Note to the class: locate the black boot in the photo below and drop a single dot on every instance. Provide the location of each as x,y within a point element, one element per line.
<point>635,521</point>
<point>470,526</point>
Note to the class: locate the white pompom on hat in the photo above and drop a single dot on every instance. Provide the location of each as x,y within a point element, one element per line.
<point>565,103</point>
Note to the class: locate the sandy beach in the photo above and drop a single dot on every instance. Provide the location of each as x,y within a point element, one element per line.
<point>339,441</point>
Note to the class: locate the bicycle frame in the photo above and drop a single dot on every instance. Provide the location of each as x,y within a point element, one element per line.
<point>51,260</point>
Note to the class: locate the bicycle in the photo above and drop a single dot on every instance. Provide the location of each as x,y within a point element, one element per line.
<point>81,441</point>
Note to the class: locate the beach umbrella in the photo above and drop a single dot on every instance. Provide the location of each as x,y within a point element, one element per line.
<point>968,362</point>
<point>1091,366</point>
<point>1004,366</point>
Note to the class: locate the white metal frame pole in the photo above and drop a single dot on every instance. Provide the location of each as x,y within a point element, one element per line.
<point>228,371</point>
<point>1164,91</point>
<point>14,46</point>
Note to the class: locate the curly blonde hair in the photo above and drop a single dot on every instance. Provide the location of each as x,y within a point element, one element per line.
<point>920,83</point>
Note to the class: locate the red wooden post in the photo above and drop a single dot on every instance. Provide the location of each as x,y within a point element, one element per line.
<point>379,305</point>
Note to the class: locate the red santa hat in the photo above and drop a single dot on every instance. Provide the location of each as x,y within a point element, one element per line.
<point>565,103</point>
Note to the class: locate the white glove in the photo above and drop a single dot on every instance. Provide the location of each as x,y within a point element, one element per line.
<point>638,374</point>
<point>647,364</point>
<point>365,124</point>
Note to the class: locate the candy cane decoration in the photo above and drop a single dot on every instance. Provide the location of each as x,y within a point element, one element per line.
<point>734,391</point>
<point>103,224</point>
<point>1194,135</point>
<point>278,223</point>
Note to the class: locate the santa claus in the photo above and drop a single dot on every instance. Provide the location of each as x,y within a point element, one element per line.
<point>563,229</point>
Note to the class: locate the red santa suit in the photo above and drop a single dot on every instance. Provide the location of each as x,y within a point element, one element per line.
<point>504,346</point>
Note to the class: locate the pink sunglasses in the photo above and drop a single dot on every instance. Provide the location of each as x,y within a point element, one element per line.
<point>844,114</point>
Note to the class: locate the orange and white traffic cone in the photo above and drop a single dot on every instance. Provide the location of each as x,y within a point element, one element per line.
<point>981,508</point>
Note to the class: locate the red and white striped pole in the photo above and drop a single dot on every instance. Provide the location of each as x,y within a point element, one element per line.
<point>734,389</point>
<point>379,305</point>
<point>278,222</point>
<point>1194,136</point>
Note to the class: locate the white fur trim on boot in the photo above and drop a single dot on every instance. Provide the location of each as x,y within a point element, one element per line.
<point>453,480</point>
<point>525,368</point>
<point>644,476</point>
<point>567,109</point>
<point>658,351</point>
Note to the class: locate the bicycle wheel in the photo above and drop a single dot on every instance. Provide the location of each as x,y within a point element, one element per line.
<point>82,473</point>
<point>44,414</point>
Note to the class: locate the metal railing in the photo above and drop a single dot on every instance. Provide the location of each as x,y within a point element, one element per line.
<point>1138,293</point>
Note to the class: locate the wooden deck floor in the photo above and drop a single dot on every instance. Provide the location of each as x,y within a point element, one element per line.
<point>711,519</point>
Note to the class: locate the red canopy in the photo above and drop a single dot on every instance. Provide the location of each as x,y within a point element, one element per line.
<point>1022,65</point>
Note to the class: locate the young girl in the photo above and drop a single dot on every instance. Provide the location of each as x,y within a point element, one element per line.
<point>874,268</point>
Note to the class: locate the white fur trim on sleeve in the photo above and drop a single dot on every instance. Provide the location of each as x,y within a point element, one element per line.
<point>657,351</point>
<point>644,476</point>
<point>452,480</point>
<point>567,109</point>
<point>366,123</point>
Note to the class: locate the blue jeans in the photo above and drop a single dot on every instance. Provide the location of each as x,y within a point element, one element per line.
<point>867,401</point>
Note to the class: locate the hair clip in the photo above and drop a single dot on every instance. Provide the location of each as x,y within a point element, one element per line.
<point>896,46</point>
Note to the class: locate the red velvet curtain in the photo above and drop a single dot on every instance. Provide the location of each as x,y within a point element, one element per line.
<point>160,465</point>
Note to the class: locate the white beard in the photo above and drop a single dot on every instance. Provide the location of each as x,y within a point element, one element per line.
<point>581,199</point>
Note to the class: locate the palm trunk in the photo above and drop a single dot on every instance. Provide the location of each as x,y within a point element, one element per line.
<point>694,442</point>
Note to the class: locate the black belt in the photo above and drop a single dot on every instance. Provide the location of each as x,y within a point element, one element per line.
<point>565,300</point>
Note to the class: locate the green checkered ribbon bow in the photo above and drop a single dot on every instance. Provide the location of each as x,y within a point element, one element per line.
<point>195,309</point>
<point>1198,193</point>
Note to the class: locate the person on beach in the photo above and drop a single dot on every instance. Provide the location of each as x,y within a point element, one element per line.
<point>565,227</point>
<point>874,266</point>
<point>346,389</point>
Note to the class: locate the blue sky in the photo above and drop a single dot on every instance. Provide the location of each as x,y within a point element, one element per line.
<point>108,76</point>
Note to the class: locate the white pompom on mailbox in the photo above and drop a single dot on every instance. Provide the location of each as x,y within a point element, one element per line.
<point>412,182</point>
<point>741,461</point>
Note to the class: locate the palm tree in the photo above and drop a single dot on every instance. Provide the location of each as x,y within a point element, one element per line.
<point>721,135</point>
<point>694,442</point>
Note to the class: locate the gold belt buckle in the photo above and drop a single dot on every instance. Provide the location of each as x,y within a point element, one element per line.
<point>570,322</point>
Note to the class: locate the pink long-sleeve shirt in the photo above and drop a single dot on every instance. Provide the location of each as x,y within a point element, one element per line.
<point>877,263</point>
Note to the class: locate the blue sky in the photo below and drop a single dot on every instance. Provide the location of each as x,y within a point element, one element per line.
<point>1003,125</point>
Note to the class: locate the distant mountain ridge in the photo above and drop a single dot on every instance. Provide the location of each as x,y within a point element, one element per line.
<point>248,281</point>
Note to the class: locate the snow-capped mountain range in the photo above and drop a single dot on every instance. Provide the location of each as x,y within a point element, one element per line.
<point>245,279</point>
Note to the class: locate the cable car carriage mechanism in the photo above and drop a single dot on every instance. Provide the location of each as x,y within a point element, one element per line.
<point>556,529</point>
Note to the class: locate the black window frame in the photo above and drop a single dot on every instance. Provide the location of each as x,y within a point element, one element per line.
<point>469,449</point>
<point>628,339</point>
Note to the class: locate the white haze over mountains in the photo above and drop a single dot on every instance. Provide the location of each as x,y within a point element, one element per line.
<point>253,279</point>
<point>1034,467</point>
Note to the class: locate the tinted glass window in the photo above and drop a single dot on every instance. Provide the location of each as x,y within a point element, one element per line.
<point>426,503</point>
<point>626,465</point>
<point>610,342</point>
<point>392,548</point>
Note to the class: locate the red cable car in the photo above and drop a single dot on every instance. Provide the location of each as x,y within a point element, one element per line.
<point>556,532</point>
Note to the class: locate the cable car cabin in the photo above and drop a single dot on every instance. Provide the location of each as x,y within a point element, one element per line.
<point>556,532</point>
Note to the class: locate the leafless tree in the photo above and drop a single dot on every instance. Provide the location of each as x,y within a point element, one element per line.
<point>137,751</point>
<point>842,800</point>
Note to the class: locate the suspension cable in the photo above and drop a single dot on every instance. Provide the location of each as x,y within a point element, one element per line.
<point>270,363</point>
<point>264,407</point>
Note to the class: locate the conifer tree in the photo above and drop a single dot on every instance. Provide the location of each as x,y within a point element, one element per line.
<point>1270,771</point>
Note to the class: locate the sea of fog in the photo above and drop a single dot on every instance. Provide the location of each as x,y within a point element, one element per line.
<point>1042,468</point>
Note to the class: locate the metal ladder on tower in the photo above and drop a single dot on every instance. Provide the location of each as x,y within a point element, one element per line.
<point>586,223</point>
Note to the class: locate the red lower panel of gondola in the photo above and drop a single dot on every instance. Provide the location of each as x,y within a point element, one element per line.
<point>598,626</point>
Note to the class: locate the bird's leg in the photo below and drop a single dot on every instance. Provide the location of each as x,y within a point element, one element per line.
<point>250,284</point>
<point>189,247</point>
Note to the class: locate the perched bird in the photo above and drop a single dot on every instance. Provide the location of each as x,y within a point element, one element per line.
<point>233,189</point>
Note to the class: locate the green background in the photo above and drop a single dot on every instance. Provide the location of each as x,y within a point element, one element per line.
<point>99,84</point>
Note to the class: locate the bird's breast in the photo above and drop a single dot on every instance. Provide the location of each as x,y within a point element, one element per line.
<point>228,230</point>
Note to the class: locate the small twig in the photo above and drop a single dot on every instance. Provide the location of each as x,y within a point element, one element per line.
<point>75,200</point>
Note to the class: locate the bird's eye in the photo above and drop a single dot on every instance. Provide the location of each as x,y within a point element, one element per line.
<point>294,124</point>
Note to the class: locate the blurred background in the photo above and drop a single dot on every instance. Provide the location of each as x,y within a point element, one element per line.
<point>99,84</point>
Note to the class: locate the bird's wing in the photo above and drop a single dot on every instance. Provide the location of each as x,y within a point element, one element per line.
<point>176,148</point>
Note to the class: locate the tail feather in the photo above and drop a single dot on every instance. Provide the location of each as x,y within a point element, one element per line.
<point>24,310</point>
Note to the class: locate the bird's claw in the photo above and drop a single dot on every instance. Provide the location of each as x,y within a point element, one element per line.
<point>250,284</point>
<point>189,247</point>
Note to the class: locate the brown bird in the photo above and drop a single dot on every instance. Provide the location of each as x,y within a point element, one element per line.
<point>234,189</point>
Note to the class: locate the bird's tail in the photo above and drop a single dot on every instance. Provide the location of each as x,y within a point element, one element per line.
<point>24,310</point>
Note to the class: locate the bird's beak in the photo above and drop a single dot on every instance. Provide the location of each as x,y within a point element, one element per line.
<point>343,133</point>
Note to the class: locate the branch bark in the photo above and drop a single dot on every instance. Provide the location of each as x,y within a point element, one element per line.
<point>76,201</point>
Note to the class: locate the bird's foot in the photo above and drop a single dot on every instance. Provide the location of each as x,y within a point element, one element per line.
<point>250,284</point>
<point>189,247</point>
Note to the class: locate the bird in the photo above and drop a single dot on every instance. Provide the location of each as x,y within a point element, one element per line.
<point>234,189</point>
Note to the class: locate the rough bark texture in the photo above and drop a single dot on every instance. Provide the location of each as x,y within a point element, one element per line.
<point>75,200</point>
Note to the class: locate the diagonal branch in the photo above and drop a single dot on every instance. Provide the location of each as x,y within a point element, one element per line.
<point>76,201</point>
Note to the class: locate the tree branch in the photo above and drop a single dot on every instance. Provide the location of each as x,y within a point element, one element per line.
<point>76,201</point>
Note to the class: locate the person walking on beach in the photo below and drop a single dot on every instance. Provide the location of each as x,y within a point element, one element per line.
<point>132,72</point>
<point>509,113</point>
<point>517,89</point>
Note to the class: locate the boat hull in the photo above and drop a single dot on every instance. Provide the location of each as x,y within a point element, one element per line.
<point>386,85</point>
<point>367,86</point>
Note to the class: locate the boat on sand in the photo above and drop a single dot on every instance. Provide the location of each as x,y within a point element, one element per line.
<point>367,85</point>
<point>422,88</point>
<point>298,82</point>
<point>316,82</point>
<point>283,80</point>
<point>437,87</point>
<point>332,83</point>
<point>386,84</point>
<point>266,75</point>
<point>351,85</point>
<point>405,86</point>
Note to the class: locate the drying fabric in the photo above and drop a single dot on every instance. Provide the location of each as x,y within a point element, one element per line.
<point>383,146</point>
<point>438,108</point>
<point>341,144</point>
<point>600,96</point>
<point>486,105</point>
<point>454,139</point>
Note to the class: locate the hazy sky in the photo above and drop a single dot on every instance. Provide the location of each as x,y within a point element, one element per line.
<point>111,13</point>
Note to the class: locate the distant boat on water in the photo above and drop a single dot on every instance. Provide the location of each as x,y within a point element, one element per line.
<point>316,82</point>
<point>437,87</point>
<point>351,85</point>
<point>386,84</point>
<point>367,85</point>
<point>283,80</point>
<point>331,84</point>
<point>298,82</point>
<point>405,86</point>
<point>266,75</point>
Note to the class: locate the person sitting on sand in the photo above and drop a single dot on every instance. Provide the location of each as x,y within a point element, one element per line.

++++++

Given task: Convert the records, from their first line through the line containing "<point>14,46</point>", into a numbered list that includes both of those lines and omits any blank lines.

Solution:
1. Note to the class: locate the black boot in the photo below and drop a single dot on every instance. Provide the location of each as x,y within a point element, one element per line.
2. <point>635,521</point>
3. <point>470,526</point>
4. Note to the class: locate the white pompom on hat in the photo above and drop a single dot on every instance. Provide the location of each as x,y within a point element, one element per line.
5. <point>565,103</point>
6. Note to the class: locate the sandy beach in the photo above and drop a single dot on every instance. Provide the location of each as x,y within a point element, one element per line.
7. <point>339,441</point>
8. Note to the class: locate the bicycle frame in the photo above and drop a single dot on every instance. Provide the location of each as x,y within a point element, one element per line.
9. <point>51,260</point>
10. Note to the class: locate the bicycle in the photo above and drop a single dot on every instance. Provide the location of each as x,y within a point element, one element per line.
11. <point>81,441</point>
12. Note to the class: locate the beach umbrella in the photo above and drop a single dot on every instance. Provide the location of each as x,y within a point element, one element per line.
13. <point>968,362</point>
14. <point>1091,366</point>
15. <point>1004,366</point>
16. Note to the class: locate the white metal frame pole in the photo above and drop a single dot on every instance. Provide the location of each as x,y within a point element, one element per line.
17. <point>228,371</point>
18. <point>1164,91</point>
19. <point>14,46</point>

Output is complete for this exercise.